# What is being asked
Drop the pictures from the entries below, then reproduce the rest exactly.

# Recorded data
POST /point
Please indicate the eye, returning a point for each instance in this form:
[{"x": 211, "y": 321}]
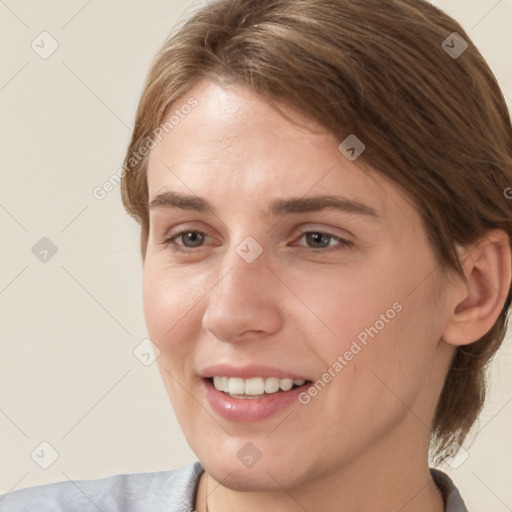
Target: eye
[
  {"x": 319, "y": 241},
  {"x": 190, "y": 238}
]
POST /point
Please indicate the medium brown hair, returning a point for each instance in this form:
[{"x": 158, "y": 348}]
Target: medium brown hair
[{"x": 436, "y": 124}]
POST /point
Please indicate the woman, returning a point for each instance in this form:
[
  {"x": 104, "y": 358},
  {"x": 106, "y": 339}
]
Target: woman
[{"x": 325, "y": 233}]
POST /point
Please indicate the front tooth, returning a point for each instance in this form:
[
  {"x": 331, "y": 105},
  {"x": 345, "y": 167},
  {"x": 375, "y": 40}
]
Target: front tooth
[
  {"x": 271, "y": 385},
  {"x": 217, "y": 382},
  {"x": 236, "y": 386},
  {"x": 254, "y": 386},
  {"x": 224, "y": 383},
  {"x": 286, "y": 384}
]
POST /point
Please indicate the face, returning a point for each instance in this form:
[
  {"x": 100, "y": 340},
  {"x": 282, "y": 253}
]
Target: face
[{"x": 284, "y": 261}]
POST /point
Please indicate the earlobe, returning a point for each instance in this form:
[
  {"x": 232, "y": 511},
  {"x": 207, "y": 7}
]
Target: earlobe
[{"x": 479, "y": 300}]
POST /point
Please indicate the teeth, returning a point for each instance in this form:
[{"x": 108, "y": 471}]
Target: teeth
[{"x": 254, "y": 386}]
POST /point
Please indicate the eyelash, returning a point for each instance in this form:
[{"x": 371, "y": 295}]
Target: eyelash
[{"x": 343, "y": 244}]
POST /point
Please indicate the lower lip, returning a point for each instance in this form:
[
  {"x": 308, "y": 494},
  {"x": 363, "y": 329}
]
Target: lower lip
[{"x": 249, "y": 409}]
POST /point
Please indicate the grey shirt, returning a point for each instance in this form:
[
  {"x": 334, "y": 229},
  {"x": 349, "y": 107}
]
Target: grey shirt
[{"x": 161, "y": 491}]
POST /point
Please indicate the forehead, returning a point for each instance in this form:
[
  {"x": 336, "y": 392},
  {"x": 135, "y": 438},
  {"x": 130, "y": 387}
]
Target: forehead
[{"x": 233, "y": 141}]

# Completed task
POST /point
Please indicate the eye, returning a point for each instance in this form:
[{"x": 211, "y": 321}]
Target: eye
[
  {"x": 319, "y": 241},
  {"x": 190, "y": 238}
]
POST /point
Please indicate the medium brown hair, returning a point for each instance in this form:
[{"x": 158, "y": 348}]
Target: medium brown hair
[{"x": 436, "y": 124}]
POST /point
Please indicate the woman, returning a point for each instance in this form:
[
  {"x": 104, "y": 358},
  {"x": 106, "y": 339}
]
Target: woman
[{"x": 325, "y": 233}]
POST /point
Please indicate the front tooth, returning a point for each instance in this form:
[
  {"x": 331, "y": 105},
  {"x": 345, "y": 167},
  {"x": 375, "y": 40}
]
Target: front tooth
[
  {"x": 271, "y": 385},
  {"x": 217, "y": 382},
  {"x": 236, "y": 386},
  {"x": 254, "y": 386},
  {"x": 224, "y": 383},
  {"x": 286, "y": 384}
]
POST /point
Please indicate the face, returning a point for each instance in this form:
[
  {"x": 100, "y": 340},
  {"x": 282, "y": 253}
]
Target: face
[{"x": 284, "y": 261}]
POST /point
Please indicate the earlobe, returning a point for each instance in this form:
[
  {"x": 232, "y": 511},
  {"x": 207, "y": 7}
]
Target: earlobe
[{"x": 479, "y": 300}]
POST /point
Please indicate the teeth, returning a point for each instance in this form:
[{"x": 108, "y": 471}]
Target: teeth
[{"x": 254, "y": 386}]
POST /point
Please indicate the eyelash, returning a point for each instance in this form:
[{"x": 371, "y": 295}]
Target: eyelash
[{"x": 343, "y": 244}]
POST /point
Please indicate the lower lip, returning a point for each instance in this form:
[
  {"x": 308, "y": 494},
  {"x": 363, "y": 329}
]
Target: lower lip
[{"x": 249, "y": 409}]
POST /point
Please indicate the grey shirt, returning a point for each instance in this form:
[
  {"x": 334, "y": 229},
  {"x": 349, "y": 107}
]
Target: grey shirt
[{"x": 161, "y": 491}]
POST /point
Please indicate the forehead, returning a point for each instance in this form:
[
  {"x": 336, "y": 392},
  {"x": 135, "y": 438},
  {"x": 130, "y": 387}
]
Target: forehead
[{"x": 233, "y": 141}]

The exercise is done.